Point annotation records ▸
[start]

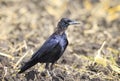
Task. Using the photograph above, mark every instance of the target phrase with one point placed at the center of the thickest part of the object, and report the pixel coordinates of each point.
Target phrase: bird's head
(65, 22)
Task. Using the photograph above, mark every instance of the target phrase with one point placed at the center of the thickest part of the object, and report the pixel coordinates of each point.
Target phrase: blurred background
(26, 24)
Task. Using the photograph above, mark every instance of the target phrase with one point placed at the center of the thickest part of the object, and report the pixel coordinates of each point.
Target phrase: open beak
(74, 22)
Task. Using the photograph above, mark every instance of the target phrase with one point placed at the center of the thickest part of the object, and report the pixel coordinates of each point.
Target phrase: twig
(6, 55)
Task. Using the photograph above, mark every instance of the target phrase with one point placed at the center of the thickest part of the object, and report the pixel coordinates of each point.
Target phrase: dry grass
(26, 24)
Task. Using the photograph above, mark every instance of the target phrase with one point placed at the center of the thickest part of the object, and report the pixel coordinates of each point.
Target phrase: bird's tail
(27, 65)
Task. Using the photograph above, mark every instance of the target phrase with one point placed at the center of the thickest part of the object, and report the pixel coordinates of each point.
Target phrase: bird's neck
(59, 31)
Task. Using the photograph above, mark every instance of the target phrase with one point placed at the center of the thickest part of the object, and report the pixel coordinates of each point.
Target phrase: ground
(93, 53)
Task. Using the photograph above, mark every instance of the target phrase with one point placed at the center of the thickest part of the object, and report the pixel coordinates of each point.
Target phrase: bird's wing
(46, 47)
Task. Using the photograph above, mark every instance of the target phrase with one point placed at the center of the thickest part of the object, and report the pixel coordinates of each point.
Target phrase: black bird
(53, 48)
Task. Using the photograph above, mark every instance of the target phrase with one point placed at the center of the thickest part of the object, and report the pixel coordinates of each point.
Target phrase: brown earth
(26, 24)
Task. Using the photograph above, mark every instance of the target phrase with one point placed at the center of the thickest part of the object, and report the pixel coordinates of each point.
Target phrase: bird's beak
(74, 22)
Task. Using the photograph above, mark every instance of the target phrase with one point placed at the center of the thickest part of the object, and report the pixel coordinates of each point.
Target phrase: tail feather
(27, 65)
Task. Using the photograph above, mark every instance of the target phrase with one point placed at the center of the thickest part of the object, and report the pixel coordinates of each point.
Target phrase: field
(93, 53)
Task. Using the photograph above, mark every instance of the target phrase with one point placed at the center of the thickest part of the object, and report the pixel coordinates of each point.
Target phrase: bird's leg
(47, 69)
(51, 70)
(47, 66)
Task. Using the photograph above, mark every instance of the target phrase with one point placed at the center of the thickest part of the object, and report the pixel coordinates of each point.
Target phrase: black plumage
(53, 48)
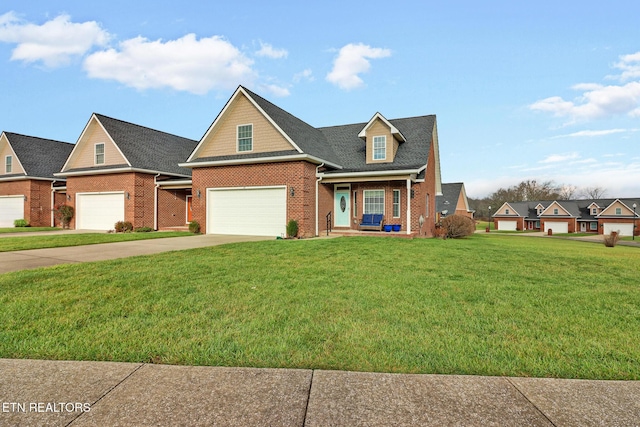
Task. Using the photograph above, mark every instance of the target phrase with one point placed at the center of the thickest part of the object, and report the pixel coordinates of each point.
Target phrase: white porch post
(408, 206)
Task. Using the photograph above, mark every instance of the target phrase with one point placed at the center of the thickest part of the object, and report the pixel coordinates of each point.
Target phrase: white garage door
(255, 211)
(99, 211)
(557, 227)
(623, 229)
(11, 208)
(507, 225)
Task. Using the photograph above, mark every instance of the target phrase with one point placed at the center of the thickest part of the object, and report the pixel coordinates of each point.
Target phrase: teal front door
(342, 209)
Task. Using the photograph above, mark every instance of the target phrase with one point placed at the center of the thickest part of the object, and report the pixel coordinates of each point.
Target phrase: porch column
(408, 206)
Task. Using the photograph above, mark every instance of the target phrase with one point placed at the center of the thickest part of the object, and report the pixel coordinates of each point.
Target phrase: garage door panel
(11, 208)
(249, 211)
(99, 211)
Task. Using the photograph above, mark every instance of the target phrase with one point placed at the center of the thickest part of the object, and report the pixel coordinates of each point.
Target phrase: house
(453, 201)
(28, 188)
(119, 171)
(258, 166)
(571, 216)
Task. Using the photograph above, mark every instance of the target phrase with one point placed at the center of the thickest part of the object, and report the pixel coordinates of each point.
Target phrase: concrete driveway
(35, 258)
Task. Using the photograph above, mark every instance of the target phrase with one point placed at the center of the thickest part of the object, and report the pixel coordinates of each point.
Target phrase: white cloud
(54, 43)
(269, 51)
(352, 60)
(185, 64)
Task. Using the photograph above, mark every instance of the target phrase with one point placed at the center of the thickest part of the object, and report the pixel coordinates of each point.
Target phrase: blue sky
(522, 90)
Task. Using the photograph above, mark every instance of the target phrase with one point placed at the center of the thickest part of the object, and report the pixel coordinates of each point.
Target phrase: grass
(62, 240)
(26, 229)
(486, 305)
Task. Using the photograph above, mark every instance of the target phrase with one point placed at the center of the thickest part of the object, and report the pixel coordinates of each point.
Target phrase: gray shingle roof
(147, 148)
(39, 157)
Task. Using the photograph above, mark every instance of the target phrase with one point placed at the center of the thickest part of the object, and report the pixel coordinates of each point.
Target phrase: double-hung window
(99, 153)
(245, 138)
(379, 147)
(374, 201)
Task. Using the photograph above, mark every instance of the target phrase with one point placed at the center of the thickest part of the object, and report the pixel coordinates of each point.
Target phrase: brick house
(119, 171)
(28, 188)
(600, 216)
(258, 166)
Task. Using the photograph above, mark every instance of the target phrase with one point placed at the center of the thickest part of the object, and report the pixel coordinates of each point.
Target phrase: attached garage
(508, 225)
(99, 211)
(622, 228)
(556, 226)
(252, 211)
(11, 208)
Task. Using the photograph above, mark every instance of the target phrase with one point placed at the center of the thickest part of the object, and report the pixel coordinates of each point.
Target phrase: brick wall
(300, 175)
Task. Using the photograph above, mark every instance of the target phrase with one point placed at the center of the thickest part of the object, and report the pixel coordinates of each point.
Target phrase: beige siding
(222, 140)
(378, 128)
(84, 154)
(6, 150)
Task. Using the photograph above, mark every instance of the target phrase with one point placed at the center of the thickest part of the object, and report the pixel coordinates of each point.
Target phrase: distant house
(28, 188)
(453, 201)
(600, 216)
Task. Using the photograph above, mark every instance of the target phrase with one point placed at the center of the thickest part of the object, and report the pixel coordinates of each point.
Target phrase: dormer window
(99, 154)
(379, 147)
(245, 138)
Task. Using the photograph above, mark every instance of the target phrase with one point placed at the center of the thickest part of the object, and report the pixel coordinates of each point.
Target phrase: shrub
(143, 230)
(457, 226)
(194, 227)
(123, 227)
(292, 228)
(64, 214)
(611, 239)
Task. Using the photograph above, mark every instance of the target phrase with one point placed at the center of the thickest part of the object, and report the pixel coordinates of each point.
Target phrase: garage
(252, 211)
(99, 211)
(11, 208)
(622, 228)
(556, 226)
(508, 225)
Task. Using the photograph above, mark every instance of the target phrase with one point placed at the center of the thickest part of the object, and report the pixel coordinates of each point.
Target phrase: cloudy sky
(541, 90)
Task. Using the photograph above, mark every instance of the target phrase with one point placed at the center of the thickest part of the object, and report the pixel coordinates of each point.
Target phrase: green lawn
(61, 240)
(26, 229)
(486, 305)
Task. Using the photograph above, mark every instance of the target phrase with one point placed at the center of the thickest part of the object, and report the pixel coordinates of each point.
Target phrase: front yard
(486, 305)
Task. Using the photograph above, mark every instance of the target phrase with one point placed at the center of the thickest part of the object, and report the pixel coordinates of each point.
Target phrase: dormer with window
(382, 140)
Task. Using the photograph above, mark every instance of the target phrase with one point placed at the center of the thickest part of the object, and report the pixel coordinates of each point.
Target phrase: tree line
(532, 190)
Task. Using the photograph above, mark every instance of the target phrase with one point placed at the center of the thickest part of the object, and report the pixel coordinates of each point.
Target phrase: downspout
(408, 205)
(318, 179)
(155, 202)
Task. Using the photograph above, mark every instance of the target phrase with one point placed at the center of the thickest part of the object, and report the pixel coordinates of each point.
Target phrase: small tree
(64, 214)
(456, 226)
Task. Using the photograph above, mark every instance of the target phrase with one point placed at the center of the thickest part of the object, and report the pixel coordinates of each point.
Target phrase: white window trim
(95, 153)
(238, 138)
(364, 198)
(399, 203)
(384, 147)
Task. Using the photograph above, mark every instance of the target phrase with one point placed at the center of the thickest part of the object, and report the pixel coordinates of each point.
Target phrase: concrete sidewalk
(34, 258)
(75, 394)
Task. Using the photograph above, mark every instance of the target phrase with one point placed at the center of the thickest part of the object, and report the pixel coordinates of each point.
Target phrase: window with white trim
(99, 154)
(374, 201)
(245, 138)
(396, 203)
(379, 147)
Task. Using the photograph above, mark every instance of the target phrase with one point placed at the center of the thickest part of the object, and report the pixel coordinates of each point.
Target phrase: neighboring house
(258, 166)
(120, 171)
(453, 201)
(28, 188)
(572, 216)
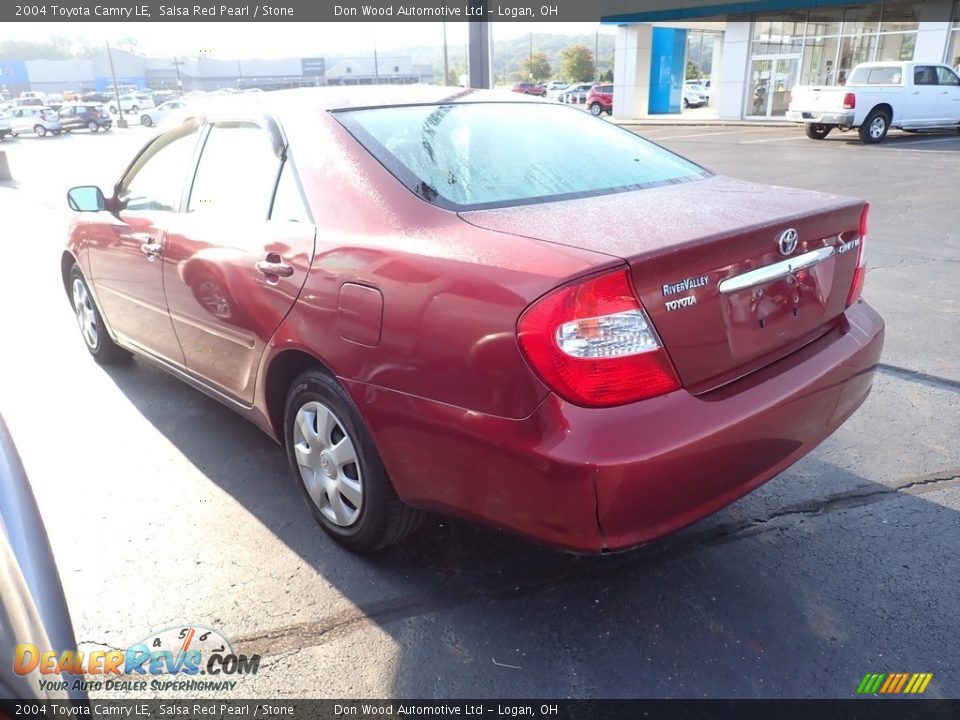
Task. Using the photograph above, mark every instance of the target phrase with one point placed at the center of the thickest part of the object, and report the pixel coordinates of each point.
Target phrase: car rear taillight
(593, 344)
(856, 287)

[end]

WHAT NEEDS TO BE DONE ▸ Please pull out each line of the listing above that contains the word "door". Treat uppercase and lowercase as different.

SOLUTION TO THE PROBLEM ▸
Target phrase: white garage door
Target phrase: teal front door
Target phrase: garage door panel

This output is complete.